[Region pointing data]
◆ ◆ ◆ ◆ ◆ ◆ ◆
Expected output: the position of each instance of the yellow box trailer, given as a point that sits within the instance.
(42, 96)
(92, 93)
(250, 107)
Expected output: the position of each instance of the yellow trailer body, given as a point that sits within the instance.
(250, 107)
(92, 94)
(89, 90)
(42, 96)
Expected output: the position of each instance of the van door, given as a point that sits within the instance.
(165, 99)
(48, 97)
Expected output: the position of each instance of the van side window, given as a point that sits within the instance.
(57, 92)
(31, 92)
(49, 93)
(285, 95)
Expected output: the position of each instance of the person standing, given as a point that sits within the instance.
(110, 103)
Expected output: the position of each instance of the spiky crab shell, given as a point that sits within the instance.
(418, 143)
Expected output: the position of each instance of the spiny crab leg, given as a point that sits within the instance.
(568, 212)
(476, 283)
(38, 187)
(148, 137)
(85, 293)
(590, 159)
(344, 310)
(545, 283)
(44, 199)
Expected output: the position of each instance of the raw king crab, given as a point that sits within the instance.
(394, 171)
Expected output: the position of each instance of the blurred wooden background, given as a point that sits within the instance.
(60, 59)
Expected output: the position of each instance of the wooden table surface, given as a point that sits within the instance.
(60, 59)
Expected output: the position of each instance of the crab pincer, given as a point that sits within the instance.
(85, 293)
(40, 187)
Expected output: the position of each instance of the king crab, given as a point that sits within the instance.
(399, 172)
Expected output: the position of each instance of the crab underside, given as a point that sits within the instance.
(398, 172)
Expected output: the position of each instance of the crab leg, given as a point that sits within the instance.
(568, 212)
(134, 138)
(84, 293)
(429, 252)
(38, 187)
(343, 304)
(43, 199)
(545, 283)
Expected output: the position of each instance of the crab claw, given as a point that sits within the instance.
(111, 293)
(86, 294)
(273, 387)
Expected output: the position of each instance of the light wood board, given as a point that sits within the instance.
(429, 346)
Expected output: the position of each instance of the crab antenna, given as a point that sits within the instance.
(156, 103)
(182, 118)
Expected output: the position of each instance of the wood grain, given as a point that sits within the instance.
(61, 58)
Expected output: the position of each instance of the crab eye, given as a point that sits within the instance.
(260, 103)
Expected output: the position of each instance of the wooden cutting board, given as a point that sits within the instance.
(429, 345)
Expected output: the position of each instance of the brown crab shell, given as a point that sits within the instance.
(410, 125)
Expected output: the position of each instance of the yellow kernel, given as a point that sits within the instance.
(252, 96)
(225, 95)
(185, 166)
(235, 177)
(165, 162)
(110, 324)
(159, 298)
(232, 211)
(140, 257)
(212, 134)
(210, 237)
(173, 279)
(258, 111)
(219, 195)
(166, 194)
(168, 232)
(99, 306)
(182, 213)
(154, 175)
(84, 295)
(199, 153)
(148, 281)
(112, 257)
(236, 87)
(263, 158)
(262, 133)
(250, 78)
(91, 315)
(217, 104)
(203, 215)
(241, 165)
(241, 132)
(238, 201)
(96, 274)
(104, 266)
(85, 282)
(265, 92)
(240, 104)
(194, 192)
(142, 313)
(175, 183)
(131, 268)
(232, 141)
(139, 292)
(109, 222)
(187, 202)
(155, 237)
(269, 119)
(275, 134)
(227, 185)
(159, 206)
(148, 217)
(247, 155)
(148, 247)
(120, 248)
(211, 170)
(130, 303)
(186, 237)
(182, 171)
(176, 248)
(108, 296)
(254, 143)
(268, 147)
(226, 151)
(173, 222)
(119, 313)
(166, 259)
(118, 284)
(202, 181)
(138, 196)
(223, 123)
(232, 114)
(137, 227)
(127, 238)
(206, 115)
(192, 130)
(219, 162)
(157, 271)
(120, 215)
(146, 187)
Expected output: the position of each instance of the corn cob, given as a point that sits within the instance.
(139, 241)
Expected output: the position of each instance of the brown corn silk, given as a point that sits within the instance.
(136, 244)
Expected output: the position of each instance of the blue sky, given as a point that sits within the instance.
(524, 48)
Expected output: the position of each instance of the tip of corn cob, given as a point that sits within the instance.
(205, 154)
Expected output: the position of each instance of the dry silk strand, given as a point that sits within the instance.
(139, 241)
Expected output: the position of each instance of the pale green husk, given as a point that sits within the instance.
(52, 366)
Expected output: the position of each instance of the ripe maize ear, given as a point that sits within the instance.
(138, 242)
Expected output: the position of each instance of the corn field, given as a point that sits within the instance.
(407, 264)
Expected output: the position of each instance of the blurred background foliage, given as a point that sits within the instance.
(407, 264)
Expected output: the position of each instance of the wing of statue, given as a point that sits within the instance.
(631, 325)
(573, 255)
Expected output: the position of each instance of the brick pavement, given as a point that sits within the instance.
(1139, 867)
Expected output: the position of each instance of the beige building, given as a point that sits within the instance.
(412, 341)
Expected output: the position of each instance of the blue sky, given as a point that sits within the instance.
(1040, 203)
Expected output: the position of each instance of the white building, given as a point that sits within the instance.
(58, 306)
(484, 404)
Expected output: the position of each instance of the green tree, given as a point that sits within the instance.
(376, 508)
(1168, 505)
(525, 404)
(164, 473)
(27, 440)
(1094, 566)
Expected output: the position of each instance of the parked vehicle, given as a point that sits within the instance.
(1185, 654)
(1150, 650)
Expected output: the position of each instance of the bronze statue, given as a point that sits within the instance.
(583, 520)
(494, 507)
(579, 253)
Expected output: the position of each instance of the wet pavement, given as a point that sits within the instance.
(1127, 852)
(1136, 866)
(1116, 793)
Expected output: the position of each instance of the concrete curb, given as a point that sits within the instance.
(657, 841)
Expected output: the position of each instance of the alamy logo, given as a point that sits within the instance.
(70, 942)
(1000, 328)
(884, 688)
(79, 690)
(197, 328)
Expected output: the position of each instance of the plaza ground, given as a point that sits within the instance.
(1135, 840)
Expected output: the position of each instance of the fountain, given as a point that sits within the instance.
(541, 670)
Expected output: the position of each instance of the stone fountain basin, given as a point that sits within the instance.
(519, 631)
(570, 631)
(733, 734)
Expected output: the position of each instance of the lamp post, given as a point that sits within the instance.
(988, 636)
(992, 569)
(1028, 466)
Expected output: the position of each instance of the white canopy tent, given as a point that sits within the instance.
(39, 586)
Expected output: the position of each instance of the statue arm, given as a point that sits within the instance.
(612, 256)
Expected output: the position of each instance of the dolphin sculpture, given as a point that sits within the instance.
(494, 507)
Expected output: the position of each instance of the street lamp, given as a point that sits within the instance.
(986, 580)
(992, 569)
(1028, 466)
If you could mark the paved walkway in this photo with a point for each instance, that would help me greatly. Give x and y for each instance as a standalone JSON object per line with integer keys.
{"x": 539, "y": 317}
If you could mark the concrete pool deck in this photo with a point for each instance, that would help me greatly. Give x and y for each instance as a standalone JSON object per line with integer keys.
◆ ◆ ◆ ◆ ◆ ◆ ◆
- **EXERCISE INSTRUCTIONS**:
Quote exactly and only the lines from the one holding "If you could mark the paved" through the end of the data.

- **RESULT OF THE EXERCISE**:
If you could mark the paved walkway in this photo with a point for each instance, that would help me greatly. Give x and y for each instance as a standalone JSON object per line with integer keys.
{"x": 539, "y": 317}
If you could mark the concrete pool deck in this photo with a point for each instance, that would help me greatly. Give x and y for each instance as a standalone JSON object per line with integer keys.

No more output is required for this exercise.